→ Exercise instructions
Give back all the records exactly, keeping every line whole.

Data for processing: Begin

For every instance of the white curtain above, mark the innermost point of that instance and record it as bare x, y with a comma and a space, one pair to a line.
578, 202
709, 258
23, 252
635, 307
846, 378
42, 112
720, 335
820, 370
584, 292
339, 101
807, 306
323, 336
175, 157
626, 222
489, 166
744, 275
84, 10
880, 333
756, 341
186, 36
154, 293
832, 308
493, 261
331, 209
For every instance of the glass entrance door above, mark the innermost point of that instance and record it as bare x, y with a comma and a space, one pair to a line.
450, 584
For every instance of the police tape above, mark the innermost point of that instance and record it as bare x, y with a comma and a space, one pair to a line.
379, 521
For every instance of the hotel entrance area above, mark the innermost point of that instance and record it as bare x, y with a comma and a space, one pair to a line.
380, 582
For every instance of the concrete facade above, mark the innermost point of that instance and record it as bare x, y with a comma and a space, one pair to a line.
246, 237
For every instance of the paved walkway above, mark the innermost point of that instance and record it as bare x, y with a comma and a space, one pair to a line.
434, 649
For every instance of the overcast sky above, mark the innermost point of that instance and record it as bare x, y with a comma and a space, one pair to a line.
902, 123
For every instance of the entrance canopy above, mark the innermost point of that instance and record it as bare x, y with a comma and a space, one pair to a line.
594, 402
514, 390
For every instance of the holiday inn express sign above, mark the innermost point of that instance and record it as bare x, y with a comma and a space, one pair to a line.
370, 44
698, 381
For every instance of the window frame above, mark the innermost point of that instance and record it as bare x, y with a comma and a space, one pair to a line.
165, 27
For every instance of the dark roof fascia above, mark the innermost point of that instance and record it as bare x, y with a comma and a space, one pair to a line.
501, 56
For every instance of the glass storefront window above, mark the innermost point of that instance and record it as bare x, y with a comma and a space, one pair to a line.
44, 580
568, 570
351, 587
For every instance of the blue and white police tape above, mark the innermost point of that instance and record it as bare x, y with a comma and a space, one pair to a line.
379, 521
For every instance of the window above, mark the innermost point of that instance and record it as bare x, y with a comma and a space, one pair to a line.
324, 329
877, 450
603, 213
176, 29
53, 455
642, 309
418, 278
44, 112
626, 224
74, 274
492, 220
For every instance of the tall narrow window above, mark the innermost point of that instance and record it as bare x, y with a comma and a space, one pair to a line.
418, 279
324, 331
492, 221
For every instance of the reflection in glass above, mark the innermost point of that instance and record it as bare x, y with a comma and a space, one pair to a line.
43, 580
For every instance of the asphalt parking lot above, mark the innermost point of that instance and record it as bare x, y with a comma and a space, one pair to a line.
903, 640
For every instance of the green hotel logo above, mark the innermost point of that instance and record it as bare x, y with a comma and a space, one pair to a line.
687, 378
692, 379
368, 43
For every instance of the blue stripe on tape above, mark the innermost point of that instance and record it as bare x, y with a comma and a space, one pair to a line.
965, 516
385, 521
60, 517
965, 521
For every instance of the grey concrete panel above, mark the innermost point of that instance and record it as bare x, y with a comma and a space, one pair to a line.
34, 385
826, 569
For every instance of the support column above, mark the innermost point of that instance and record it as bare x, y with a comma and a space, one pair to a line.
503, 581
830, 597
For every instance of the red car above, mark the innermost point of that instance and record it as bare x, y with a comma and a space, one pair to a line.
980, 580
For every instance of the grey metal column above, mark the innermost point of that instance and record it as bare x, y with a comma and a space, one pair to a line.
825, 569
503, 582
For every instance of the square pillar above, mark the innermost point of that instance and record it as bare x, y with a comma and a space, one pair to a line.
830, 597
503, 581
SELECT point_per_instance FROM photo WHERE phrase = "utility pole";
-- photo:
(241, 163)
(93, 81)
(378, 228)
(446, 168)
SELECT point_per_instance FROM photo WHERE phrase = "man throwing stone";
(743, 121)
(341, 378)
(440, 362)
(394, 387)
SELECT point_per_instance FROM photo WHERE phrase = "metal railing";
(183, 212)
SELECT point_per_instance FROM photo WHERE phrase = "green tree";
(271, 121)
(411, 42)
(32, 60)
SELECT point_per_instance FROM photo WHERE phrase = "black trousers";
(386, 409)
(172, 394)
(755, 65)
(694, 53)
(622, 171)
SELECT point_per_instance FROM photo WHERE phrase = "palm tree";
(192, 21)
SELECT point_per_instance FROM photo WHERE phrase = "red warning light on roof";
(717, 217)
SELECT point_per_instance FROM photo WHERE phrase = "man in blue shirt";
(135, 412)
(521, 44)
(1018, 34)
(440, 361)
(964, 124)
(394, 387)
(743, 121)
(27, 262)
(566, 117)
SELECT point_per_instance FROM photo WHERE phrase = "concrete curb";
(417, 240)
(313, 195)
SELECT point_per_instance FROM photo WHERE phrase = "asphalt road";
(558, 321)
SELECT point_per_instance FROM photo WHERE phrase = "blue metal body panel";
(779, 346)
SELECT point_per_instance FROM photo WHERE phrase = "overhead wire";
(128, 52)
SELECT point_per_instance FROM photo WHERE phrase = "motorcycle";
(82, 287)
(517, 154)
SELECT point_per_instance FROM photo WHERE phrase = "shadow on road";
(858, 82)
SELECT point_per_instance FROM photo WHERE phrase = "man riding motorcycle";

Data for processing: End

→ Response to the task
For every instance of the white curtain above, mark the innermost point of that instance and record it as bare x, y with a comma and a space, one pair to a line.
578, 202
709, 258
23, 252
635, 307
846, 378
42, 112
720, 335
820, 370
584, 292
339, 101
807, 306
323, 336
175, 157
626, 222
489, 166
744, 275
84, 10
880, 333
756, 341
186, 36
154, 293
832, 308
493, 261
331, 209
For every instance of the glass entrance door above, mark the innermost point of that instance and record it as bare x, y with a comma and a space, one pair to a line.
450, 584
For every instance of the police tape above, mark the innermost point of that instance and record it as bare x, y with a comma and a space, one pair to a line.
379, 521
For every instance of the hotel entrance area above, mark the innermost point of that instance and record it as bare x, y with a comma and a space, one pair to a line.
380, 582
For every instance of the concrete facade above, mark the innermost point of that instance and record it as bare x, y with a comma and a space, one pair to a line.
246, 237
For every instance of the paved walkway above, mark the innermost point of that instance and record it as bare x, y with a comma and a space, one pair to a line.
434, 649
For every instance of the overcast sky above, mark the innermost point of that instance and record it as bare x, y with a comma and a space, one pair to a line.
902, 123
For every instance of the entrance canopy above, mark the innermost point of that instance and record it as bare x, y with a comma and a space, one pair to a line.
594, 402
514, 390
For every instance of the holiday inn express sign above, mark the innermost point of that instance and record it as bare x, y with a comma and a space, one pair to a line.
370, 44
698, 381
For every instance of the window frame above, mark the innermost point of that instance and record it as bare x, y with a comma and a space, one pair to a line.
165, 27
For every instance of the dark roof fascia above, mark the innermost point of that instance and record it as bare x, y with a comma and a space, one pair to a line.
501, 56
For every instance of the glass storefront window above, mark the innermost point of that instance and record it as bare x, y with a comma and a space, one pair to a line.
44, 580
568, 570
351, 587
For every instance of the blue and white police tape above, mark the innermost point of that instance and record it as bare x, y with a comma and a space, one pair to a line.
379, 521
For every instance of the window above, mark the innermost point of that instance and record it as bare x, y with a comma and a space, one pair to a line.
324, 329
877, 450
603, 213
176, 29
53, 455
642, 309
418, 278
44, 112
626, 224
74, 274
492, 220
For every instance of the tall narrow window above, mark the innermost point of that instance and record it as bare x, y with a comma and a space, one pair to a line.
418, 279
324, 331
492, 221
For every instance of the reflection in glass above, mark the innermost point of that instance and record it as bare x, y with a comma and a space, one pair to a line.
43, 580
For every instance of the asphalt parking lot above, mark the innermost point of that instance and record it as bare x, y with a comma and a space, one pair to a line.
903, 640
For every instance of the green hotel logo above, mark the innermost point of that instance and record it as bare x, y with a comma and a space, one pair to a line.
687, 378
692, 379
368, 43
For every instance of the blue stripe on tape above, mark the innermost point of that instance and record it as bare x, y with a comma and a space, one pair to a line.
965, 516
385, 521
60, 517
965, 521
For every instance of the grey concrete panel above, mark the innermost point of that instance and record it as bare x, y with a comma and a space, one pair to a line.
34, 385
826, 569
For every instance of the support column above, mark the innermost point of that instance and record it as bare x, y with a comma and a space, one pair to a line.
503, 581
830, 597
For every instance of the red car above, mark the innermost point of that instance and record it as bare x, y with a comma and a space, one pair to a line.
980, 580
For every instance of the grey metal column above, mark the innermost point of that instance and record it as bare x, y with a comma and a space, one pair to a line.
825, 569
503, 582
For every instance of the square pillar above, mark the innermost point of that instance and record it as bare x, y with a comma and a space, one pair to a line.
830, 597
503, 581
SELECT point_per_instance FROM photo WHERE phrase = "utility pole";
-- photo:
(241, 163)
(93, 81)
(378, 228)
(446, 168)
SELECT point_per_instance FROM photo WHERE phrase = "man throwing stone";
(743, 121)
(341, 378)
(440, 362)
(394, 387)
SELECT point_per_instance FROM photo WHERE phrase = "metal railing";
(183, 212)
SELECT point_per_instance FROM photo WHERE phrase = "green tree";
(271, 121)
(411, 42)
(32, 60)
SELECT point_per_instance FROM photo WHERE phrase = "black trousers";
(386, 409)
(172, 394)
(755, 65)
(694, 53)
(622, 171)
SELECT point_per_instance FROM photo WHERE phrase = "palm tree";
(192, 21)
SELECT point_per_instance FROM photo WHERE phrase = "red warning light on roof";
(717, 217)
SELECT point_per_instance FROM photo WHERE phrase = "man in blue shirt";
(135, 412)
(521, 44)
(1018, 34)
(440, 361)
(964, 124)
(394, 387)
(743, 121)
(27, 262)
(566, 117)
SELECT point_per_instance FROM photo WHERE phrase = "concrete curb";
(417, 240)
(313, 195)
SELECT point_per_instance FROM photo WHERE phrase = "asphalt road";
(558, 321)
SELECT point_per_instance FROM photo WHERE phrase = "blue metal body panel";
(779, 346)
SELECT point_per_instance FROM photo WHERE phrase = "overhead wire";
(128, 52)
SELECT point_per_instance FROM photo WHERE phrase = "motorcycle";
(82, 287)
(517, 154)
SELECT point_per_instance FROM photo WHERE phrase = "shadow on road";
(858, 82)
SELECT point_per_instance FROM photo WHERE phrase = "man riding motorcycle";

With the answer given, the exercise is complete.